(Outline annotation records)
start

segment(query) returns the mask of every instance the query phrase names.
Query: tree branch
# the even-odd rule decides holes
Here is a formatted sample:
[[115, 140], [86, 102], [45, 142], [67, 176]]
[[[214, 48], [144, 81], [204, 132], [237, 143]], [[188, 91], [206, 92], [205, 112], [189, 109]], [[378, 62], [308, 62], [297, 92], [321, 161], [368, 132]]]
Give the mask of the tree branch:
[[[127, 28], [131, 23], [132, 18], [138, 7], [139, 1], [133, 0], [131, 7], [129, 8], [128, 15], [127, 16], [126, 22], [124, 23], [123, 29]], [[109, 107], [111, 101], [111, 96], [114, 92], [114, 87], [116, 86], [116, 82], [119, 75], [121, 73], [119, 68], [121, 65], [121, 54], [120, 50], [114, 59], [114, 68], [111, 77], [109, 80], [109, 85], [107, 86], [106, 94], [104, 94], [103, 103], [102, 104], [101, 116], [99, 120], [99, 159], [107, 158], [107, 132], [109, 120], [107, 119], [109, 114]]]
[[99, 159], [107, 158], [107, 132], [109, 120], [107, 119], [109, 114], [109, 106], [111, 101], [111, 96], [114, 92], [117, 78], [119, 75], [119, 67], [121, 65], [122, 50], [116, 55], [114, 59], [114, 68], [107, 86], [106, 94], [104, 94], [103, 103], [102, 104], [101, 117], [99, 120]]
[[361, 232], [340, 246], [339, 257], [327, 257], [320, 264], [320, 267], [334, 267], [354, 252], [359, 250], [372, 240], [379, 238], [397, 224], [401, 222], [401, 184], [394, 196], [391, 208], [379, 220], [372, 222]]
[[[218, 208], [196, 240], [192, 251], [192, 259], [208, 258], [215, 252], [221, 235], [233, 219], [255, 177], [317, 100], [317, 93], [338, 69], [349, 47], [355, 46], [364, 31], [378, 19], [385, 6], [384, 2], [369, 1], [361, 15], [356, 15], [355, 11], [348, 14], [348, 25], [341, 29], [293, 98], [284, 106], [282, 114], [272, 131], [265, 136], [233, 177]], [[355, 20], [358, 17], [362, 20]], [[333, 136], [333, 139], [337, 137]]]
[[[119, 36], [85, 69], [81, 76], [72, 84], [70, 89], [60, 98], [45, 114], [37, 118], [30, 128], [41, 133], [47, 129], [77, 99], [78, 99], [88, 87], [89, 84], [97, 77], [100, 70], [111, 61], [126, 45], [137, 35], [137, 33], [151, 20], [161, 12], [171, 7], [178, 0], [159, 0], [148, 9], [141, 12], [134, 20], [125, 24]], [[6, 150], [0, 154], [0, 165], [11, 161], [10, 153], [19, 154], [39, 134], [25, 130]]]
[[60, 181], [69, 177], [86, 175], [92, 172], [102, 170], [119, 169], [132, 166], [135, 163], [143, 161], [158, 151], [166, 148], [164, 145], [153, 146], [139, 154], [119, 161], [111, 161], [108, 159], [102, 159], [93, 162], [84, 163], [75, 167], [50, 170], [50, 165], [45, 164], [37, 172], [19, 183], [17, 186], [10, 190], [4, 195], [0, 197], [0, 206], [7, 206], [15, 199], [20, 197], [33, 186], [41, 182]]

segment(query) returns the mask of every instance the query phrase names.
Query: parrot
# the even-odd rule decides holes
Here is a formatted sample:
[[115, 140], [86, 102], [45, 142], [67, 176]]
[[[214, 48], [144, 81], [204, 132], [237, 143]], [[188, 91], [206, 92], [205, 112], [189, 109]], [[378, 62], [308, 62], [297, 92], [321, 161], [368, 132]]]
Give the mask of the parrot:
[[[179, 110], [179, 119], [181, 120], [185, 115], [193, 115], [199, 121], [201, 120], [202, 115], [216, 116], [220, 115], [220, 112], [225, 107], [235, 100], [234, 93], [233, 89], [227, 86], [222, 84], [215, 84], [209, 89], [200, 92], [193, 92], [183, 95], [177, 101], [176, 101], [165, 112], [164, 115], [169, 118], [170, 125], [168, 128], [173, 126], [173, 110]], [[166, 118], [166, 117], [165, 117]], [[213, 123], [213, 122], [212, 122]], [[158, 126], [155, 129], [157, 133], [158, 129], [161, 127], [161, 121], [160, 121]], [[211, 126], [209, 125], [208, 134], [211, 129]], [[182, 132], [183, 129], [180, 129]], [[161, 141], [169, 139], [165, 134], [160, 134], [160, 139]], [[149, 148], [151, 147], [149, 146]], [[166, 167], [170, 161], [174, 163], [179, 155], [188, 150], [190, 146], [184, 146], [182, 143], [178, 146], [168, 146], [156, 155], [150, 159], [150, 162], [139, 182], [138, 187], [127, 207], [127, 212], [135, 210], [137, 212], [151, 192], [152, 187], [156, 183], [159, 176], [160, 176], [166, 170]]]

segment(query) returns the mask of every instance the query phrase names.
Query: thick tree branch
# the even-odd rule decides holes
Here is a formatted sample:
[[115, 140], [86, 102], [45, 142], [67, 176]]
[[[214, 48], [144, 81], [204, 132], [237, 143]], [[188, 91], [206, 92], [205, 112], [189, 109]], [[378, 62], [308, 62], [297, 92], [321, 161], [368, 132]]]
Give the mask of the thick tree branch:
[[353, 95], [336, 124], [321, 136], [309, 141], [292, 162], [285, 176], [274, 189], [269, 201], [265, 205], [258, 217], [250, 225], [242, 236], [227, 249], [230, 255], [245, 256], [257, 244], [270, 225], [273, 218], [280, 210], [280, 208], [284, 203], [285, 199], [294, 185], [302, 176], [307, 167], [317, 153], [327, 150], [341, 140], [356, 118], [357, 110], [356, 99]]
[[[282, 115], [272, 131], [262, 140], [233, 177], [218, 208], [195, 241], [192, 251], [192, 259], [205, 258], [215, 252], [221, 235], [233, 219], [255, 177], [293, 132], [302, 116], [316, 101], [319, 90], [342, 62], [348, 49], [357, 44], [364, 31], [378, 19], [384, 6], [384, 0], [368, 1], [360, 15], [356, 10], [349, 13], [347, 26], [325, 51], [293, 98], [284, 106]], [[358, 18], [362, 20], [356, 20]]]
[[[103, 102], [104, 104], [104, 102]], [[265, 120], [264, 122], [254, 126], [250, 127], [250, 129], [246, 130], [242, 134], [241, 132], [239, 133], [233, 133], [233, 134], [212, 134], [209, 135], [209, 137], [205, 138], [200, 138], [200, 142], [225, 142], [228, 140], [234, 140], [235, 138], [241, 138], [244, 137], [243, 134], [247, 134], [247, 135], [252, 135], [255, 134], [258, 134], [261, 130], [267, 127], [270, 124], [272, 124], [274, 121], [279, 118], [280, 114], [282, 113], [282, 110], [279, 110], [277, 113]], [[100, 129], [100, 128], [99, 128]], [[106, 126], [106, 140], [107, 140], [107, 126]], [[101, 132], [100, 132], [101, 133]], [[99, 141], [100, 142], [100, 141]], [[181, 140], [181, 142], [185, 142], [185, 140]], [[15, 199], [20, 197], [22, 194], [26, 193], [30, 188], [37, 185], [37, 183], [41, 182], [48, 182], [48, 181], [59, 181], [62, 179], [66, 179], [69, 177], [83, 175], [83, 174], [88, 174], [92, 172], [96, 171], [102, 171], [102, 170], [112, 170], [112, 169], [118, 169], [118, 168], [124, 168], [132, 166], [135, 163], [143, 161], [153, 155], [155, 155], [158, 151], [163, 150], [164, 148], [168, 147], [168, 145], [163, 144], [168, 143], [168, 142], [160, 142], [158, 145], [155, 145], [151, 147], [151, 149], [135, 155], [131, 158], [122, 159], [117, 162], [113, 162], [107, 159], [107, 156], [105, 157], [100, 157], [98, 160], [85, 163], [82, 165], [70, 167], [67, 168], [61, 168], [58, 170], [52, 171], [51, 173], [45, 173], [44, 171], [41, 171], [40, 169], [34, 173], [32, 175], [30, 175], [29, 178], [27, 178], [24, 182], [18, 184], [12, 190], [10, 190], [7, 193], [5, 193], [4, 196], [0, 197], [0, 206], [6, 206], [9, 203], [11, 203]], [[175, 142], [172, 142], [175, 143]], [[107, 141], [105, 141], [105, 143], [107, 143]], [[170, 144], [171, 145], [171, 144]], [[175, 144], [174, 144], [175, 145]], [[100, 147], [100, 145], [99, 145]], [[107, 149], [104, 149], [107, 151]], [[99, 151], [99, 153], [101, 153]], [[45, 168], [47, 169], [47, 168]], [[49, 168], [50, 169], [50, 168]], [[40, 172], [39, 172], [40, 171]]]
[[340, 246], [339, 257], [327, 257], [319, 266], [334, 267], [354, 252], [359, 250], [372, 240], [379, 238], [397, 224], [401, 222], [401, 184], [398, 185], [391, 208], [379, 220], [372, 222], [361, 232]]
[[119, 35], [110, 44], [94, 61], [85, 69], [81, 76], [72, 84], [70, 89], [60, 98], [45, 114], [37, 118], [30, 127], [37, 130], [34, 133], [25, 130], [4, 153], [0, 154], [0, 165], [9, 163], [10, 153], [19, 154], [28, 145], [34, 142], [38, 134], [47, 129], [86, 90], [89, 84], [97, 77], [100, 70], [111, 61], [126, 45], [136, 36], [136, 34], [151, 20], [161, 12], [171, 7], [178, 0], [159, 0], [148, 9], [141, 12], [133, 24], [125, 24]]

end

REQUIRED WORK: Please extract, word for word, the lines running from the start of the material up to and including the line with "Give the mask of the tree".

FULL ANSWER:
segment(query) returns the mask of every instance the query phrase names.
Query: tree branch
# the even-odd rule decides holes
Here is a formatted sample:
[[115, 140], [86, 102], [45, 142], [67, 176]]
[[[214, 48], [144, 81], [204, 132], [237, 143]], [[188, 91], [206, 92], [205, 112], [189, 109]], [[378, 62], [308, 62], [297, 92], [321, 161], [368, 132]]]
Give the mask of the tree branch:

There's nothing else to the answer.